__Entries taken from a collection__.
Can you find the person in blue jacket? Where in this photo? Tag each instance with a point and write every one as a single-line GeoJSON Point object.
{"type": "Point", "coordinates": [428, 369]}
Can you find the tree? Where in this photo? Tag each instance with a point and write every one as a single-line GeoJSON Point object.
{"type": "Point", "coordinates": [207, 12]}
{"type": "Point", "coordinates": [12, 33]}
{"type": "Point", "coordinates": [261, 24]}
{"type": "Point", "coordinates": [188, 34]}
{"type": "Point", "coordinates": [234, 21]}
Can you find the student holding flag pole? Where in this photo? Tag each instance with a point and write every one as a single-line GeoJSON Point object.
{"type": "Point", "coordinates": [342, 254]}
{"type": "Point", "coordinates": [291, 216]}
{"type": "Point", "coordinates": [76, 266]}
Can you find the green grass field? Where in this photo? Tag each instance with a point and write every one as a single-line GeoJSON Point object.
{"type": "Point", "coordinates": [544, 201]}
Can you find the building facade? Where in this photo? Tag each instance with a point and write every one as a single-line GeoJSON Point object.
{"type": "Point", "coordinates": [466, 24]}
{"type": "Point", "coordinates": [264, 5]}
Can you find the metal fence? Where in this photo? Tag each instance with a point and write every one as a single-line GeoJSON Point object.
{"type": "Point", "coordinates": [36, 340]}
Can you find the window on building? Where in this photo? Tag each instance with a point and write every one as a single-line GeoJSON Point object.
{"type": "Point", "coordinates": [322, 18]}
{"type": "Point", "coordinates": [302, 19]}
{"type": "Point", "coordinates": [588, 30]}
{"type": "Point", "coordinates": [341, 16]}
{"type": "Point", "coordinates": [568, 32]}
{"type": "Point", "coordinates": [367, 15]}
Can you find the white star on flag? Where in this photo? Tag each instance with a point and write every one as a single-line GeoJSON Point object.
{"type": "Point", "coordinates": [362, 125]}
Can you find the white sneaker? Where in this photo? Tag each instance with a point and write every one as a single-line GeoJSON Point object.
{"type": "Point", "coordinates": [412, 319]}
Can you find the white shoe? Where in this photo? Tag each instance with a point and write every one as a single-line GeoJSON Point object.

__Exercise__.
Print out every record, character for character.

__Solution below__.
Can you find the person in blue jacket? Where in this photo? Tag each instance with a point and write every one as a single-line GeoJSON Point object.
{"type": "Point", "coordinates": [428, 369]}
Can you find the tree? Where in this photo? Tag each instance with a point and write every one as a single-line GeoJSON Point object.
{"type": "Point", "coordinates": [207, 12]}
{"type": "Point", "coordinates": [12, 33]}
{"type": "Point", "coordinates": [261, 24]}
{"type": "Point", "coordinates": [188, 34]}
{"type": "Point", "coordinates": [234, 21]}
Can you find the student holding flag pole? Where in this photo? Tag each instance with a point and write every one as a single-line GeoJSON Point object.
{"type": "Point", "coordinates": [342, 254]}
{"type": "Point", "coordinates": [291, 216]}
{"type": "Point", "coordinates": [76, 266]}
Can you find the green grass field? Where in this photo? Tag each instance with a point and write every one as a single-line GeoJSON Point object.
{"type": "Point", "coordinates": [544, 201]}
Can you find the building facade? Where in this photo? Tag each instance with a point and write every one as a single-line GeoJSON Point object.
{"type": "Point", "coordinates": [466, 24]}
{"type": "Point", "coordinates": [264, 5]}
Can you find the metal fence? Where in this photo? Tag each instance with a point and write every one as a single-line GeoJSON Point object.
{"type": "Point", "coordinates": [36, 340]}
Can you find the window on building? Where in this photo? Tag each instance with a point and write every one as a single-line GeoJSON Point object.
{"type": "Point", "coordinates": [322, 18]}
{"type": "Point", "coordinates": [302, 19]}
{"type": "Point", "coordinates": [588, 30]}
{"type": "Point", "coordinates": [341, 16]}
{"type": "Point", "coordinates": [568, 32]}
{"type": "Point", "coordinates": [367, 15]}
Can you find the white star on flag? Where in this photo? Tag each instance with a point and write every one as a single-line GeoJSON Point object.
{"type": "Point", "coordinates": [362, 125]}
Can you find the white sneaker? Where in this photo? Tag each instance with a point and write every one as a single-line GeoJSON Point object.
{"type": "Point", "coordinates": [412, 319]}
Can you find the white shoe? Where in this photo? Tag each instance with a point and write every one as a single-line GeoJSON Point object.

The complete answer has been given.